> **Instruction A**: Please write out the hunger project description word for word, from "Human rights instruments" to "are made visible.".
> **Instruction B**: Write the next part of the hunger project description, picking up after its last line.

> **Passage provided**:
·····

Responding to Hunger: A toolkit for learning and actions Erasmus Project
General information for the Responding to Hunger: A toolkit for learning and actions Erasmus Project
Project Title
Responding to Hunger: A toolkit for learning and actions
Project Key Action
This project related with these key action: Cooperation for innovation and the exchange of good practices
Project Action Type
This project related with this action type : Strategic Partnerships for adult education
Project Call Year
This project’s Call Year is 2019
Project Topics
This project is related with these Project Topics: Inclusion – equity; Home and justice affairs (human rights & rule of law); New innovative curricula/educational methods/development of training courses
Project Summary
Right to Food is not usually seen as an issue impacting Europe. However, estimates show that some 43 million people in the EU cannot meet their basic food needs and 120 million, 1/4 of EU’s population, are at risk of poverty and social exclusion. Increased rates of poverty and inequality during the last decade, particularly after the economic crisis in 2008, have placed vulnerable groups at risk of food insecurity and social exclusion across Europe.
Human rights instruments and participatory methodologies are increasingly being utilized by social movements to develop solutions which address root causes of hunger and ensure that needs of persons often left out of statistics and policy discourses are made visible.
Objectives: This initiative seeks to utilize education and innovative methodologies to build capacity of European organizations working on issues related to hunger, food systems, and social diversity to address hunger, and promote human rights and social inclusion in their analysis, work, and advocacy:
1) Expand and strengthen the capacities of civil society organization to engage with institutional, legal, budgetary and policy frameworks at national and European levels;
2) Create innovative tools and methodologies to support building capacity of organizations and other actors working in the fields of food systems and hunger on strategies, which increase social inclusion and align with the RtFN;
3) Understand, and provide recommendations on how to better address issues of social diversity and hunger, using a RtFN methodology that will engage with these social and community differences, such as race, immigration status, gender, disability, and their intersectionalities.

·····

> **Record excerpts**:
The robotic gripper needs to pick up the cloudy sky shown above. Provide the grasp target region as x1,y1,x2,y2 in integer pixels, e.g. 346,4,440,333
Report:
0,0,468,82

·····

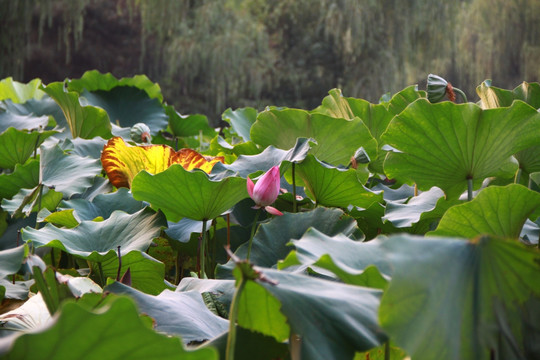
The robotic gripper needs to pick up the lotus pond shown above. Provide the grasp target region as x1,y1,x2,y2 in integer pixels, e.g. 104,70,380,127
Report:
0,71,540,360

·····

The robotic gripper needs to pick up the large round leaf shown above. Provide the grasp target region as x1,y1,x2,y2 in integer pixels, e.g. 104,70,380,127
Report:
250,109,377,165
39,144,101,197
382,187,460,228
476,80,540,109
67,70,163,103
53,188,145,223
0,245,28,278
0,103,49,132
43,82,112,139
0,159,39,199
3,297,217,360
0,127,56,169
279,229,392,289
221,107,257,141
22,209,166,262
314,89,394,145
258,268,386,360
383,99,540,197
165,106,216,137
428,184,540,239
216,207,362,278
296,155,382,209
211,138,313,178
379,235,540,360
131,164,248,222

·····

> **Answer A**:
Human rights instruments and participatory methodologies are increasingly being utilized by social movements to develop solutions which address root causes of hunger and ensure that needs of persons often left out of statistics and policy discourses are made visible.

> **Answer B**:
Target groups: It is important to bring together actors with knowledge on RtFN, hunger, and poverty across NGOs, social movements, and academia in order to innovate new methods for training organizations, movements and students/academia in creating assessments at national and regional level in order to better engage with policy process. Social groups that are most vulnerable to food and nutrition insecurity as well as marginalization and social inclusion, and their representative organizations, are a key target group as well as participant in the project activities.
The project seeks to reach at least 400 diverse adult learners in person; at least 100 adult learners through the online space and courses; and several diverse CSOs and institutions through a strong communications and dissemination plan within international, EU-level, and national platforms.
The project activities will focus on the participatory creation of learning outputs on priority themes to the EU-region, including: 1) Legal and policy frameworks; 2) Responses to hunger; 3) Social inclusion; 4) Healthy environment and diets; 5) Participatory governance. Each output has a participatory approach, and will build into a digital toolkit (6), which includes a manual for utilizing these materials, methodologies, and pedagogical considerations when working with marginalized groups. Outputs and activities will utilize participatory and consultative methodologies, and depart from the national experiences of project partners to inform transnational outcomes.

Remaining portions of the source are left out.